__Directions__
Could you repeat every one of the records below word for word, leaving the pictures out?

__Records supplied__

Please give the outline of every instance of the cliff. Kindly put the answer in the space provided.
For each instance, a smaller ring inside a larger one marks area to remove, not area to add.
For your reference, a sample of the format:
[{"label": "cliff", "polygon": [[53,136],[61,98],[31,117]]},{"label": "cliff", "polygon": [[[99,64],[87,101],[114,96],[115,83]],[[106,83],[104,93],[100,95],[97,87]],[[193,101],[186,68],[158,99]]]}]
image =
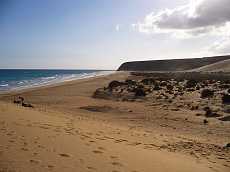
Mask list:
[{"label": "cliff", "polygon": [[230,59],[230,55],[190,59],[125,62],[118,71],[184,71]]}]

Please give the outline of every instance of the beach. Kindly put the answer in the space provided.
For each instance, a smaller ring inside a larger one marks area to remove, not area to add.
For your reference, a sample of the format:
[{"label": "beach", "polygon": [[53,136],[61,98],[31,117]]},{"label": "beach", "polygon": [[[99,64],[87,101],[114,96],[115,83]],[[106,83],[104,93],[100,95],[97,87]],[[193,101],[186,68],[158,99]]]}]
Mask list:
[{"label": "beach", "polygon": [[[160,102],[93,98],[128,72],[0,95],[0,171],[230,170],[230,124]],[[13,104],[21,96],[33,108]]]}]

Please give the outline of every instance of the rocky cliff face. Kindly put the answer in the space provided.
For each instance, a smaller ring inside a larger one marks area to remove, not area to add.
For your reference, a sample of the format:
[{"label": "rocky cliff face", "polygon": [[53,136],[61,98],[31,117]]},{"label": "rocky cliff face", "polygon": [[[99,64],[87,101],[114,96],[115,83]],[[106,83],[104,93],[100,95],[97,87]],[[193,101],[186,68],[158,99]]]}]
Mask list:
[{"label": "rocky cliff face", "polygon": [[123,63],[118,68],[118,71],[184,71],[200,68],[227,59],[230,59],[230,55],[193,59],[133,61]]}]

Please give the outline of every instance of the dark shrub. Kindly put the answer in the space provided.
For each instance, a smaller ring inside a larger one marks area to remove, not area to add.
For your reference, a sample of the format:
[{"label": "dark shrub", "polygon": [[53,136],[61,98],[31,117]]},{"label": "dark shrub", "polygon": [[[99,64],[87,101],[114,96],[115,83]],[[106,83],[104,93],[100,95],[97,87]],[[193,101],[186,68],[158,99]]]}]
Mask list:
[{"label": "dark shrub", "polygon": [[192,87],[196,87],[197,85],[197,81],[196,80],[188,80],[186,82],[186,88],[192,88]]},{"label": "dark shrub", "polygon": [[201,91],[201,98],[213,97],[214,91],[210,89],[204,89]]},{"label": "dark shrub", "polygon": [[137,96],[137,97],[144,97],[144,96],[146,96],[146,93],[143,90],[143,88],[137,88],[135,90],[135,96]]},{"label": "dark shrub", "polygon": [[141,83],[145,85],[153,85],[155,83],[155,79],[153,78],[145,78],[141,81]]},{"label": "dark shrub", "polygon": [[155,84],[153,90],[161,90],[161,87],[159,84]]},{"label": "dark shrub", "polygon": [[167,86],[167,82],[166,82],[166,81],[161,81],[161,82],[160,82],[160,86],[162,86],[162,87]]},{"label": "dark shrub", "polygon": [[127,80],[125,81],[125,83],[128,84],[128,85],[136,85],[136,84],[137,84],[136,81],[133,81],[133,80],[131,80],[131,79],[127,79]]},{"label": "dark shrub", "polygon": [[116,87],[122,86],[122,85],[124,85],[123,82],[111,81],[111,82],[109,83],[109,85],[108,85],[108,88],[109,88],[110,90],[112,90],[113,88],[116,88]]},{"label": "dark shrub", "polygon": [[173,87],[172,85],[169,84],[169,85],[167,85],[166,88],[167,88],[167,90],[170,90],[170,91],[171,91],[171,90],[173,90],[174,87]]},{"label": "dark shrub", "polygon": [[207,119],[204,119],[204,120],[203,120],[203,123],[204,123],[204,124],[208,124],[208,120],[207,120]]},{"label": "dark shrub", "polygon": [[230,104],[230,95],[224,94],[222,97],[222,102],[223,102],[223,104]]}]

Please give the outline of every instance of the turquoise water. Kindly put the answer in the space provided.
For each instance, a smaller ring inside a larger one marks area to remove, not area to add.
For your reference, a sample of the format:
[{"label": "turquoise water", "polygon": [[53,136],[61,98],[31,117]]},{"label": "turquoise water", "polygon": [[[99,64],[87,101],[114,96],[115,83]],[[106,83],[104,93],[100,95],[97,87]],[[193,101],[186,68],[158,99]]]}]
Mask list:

__Expected answer__
Please give the outline of every instance of the cliff. Kindly put the answer in the space provided.
For each instance, a smaller ring inside a larger one marks area to remove, not area to add.
For your reference, a sample of the format:
[{"label": "cliff", "polygon": [[53,136],[61,98],[31,117]]},{"label": "cliff", "polygon": [[[99,64],[87,101],[114,96],[115,83]],[[106,83],[104,93],[100,95],[97,87]],[[193,101],[186,68],[158,99]]]}]
image =
Mask list:
[{"label": "cliff", "polygon": [[230,59],[230,55],[190,59],[125,62],[118,71],[184,71]]}]

Please give the outline of every instance of the beach. Kindly put the answer in the space provided.
For each instance, a smaller ring inside a larger one marks area to remove, not area to add.
For your reference, a sample of the format:
[{"label": "beach", "polygon": [[53,136],[61,98],[31,117]]},{"label": "beach", "polygon": [[[99,64],[87,101],[114,96],[115,83]],[[106,83],[104,93],[100,95],[97,87]],[[193,101],[186,68],[158,99]]]}]
Mask list:
[{"label": "beach", "polygon": [[[160,102],[93,98],[128,72],[0,95],[0,171],[230,170],[230,124]],[[13,104],[21,96],[33,108]]]}]

Please give the outline of every instance of the rocky cliff face. Kindly put the answer in the space provided.
For each instance, a smaller ring inside a larger one marks area to remove, not area to add.
For your reference, a sample of the format:
[{"label": "rocky cliff face", "polygon": [[53,136],[61,98],[31,117]]},{"label": "rocky cliff face", "polygon": [[[99,64],[87,101],[114,96],[115,83]],[[106,83],[104,93],[100,95],[97,87]],[[193,101],[186,68],[158,99]]]}]
Mask list:
[{"label": "rocky cliff face", "polygon": [[123,63],[118,68],[118,71],[184,71],[200,68],[227,59],[230,59],[230,55],[193,59],[133,61]]}]

Please give the outline of every instance of the dark shrub. Kindly put the answer in the space provided.
For each instance, a smaller ring inside a larger one marks area to remove, not area to add.
For your reference, a sample of the format:
[{"label": "dark shrub", "polygon": [[53,136],[61,98],[31,117]]},{"label": "dark shrub", "polygon": [[[99,64],[87,101],[114,96],[115,83]],[[106,83],[104,93],[100,95],[97,87]],[[193,101],[186,68],[158,99]]]}]
Mask list:
[{"label": "dark shrub", "polygon": [[192,87],[196,87],[197,85],[197,81],[196,80],[188,80],[186,82],[186,88],[192,88]]},{"label": "dark shrub", "polygon": [[201,91],[201,98],[213,97],[214,91],[210,89],[204,89]]},{"label": "dark shrub", "polygon": [[137,96],[137,97],[144,97],[144,96],[146,96],[146,93],[143,90],[143,88],[137,88],[135,90],[135,96]]},{"label": "dark shrub", "polygon": [[141,83],[145,85],[153,85],[155,83],[155,79],[153,78],[145,78],[141,81]]},{"label": "dark shrub", "polygon": [[155,84],[153,90],[161,90],[161,87],[159,84]]},{"label": "dark shrub", "polygon": [[167,86],[167,82],[166,82],[166,81],[161,81],[161,82],[160,82],[160,86],[162,86],[162,87]]},{"label": "dark shrub", "polygon": [[127,80],[125,81],[125,83],[128,84],[128,85],[136,85],[136,84],[137,84],[136,81],[133,81],[133,80],[131,80],[131,79],[127,79]]},{"label": "dark shrub", "polygon": [[116,87],[122,86],[122,85],[124,85],[123,82],[111,81],[111,82],[109,83],[109,85],[108,85],[108,88],[109,88],[110,90],[112,90],[113,88],[116,88]]},{"label": "dark shrub", "polygon": [[173,87],[172,85],[169,84],[169,85],[167,85],[166,88],[167,88],[167,90],[170,90],[170,91],[171,91],[171,90],[173,90],[174,87]]},{"label": "dark shrub", "polygon": [[207,119],[204,119],[204,120],[203,120],[203,123],[204,123],[204,124],[208,124],[208,120],[207,120]]},{"label": "dark shrub", "polygon": [[230,104],[230,95],[224,94],[222,97],[222,102],[223,102],[223,104]]}]

Please give the outline of every instance of the turquoise water. Kindly put the answer in the space provided.
For each instance, a smaller ring inside a larger one marks area to remove, not area to add.
For your reference, a sample of the format:
[{"label": "turquoise water", "polygon": [[53,136],[61,98],[31,117]]},{"label": "turquoise water", "polygon": [[[99,64],[87,101],[114,96],[115,83]],[[106,83],[104,93],[100,95],[97,87]],[[193,101],[186,68],[158,99]]]}]
Mask list:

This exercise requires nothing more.